→ **WHAT TO PRODUCE**:
Each line of the data below that holds the word "sulky" is to be reported in full.

→ **ENTRIES PROVIDED**:

*****

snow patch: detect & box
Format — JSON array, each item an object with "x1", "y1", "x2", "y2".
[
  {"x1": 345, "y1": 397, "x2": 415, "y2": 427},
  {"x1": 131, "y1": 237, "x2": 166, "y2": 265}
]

*****

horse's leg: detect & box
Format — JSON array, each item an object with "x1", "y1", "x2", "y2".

*****

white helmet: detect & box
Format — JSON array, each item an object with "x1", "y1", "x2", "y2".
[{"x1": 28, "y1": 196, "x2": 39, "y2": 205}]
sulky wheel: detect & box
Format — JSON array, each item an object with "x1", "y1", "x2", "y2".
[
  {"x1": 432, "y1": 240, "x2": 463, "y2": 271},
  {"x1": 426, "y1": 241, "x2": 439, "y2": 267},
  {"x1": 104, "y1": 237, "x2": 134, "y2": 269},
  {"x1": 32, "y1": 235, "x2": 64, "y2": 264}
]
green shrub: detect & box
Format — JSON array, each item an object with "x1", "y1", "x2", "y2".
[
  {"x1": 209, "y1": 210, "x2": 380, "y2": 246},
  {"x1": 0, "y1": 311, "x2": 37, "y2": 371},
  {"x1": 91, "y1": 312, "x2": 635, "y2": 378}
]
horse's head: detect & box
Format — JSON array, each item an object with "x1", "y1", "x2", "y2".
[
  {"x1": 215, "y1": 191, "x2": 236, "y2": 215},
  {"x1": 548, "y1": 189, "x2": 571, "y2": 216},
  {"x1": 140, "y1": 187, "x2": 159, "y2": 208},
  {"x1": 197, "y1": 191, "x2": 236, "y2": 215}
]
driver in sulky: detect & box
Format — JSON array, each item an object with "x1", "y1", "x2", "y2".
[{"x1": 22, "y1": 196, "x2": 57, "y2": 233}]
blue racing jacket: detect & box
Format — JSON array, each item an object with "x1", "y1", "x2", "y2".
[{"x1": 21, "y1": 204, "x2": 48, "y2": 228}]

*****

→ **RESULT OF THIS TASK**:
sulky wheel: detect & box
driver in sulky: detect & box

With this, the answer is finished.